Supplied material:
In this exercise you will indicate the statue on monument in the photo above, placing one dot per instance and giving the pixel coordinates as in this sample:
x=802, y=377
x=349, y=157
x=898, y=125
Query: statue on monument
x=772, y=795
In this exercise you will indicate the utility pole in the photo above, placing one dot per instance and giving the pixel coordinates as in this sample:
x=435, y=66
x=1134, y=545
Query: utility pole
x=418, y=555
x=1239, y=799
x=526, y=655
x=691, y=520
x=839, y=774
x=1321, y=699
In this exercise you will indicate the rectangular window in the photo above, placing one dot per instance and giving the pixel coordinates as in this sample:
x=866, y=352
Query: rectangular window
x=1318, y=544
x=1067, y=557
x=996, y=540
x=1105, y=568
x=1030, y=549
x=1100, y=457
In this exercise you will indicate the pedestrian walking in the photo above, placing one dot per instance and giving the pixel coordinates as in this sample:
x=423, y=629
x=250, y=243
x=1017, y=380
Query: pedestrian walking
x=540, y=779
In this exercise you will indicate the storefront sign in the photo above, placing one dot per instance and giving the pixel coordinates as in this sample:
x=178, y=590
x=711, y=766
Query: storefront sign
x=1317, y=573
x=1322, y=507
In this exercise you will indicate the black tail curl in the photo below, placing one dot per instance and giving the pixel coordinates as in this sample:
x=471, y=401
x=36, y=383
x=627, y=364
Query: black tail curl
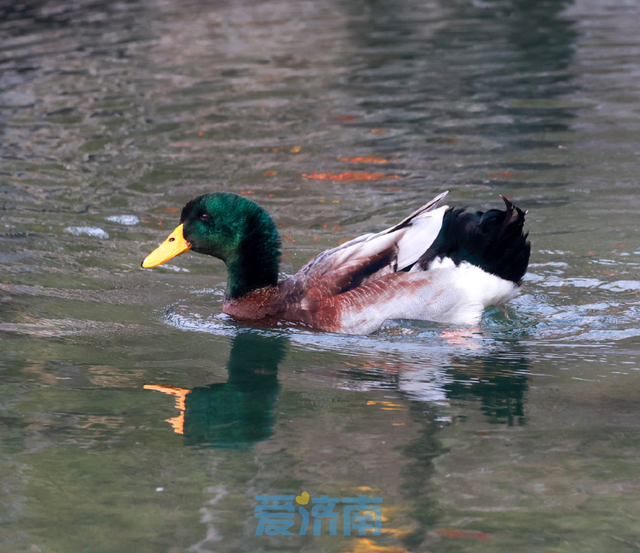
x=492, y=240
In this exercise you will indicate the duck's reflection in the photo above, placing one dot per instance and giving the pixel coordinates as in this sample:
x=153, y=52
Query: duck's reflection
x=240, y=411
x=500, y=381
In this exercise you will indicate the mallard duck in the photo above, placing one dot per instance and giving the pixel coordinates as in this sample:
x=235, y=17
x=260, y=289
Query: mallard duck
x=439, y=264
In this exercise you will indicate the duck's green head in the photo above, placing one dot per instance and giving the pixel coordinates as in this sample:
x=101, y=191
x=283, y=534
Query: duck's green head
x=231, y=228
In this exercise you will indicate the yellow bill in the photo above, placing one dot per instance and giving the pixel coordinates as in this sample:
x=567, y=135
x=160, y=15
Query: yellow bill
x=174, y=245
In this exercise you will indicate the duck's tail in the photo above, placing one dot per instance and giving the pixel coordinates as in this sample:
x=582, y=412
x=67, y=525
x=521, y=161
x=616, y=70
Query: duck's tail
x=493, y=241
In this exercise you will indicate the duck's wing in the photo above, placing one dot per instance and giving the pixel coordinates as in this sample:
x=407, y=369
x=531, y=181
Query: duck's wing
x=371, y=256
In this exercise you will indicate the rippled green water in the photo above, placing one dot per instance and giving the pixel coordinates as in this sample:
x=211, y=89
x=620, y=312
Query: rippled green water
x=134, y=417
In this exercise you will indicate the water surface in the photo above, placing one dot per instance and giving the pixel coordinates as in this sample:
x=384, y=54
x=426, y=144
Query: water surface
x=134, y=416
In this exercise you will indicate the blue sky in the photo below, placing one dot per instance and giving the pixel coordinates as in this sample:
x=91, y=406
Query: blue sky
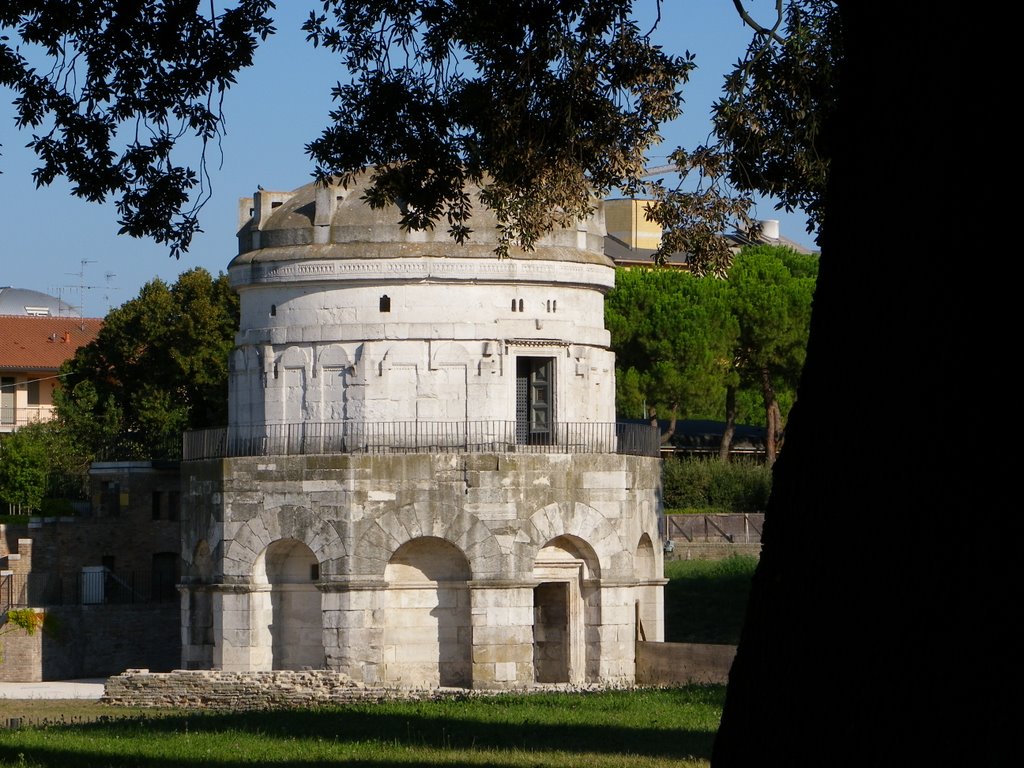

Exercise: Can you show every line in the records above that contains the word "black"?

Task response:
In this exercise you will indicate the black tail curl in the photo below, placing one dot per instance and giving the pixel coordinates as in this sample:
Query: black tail curl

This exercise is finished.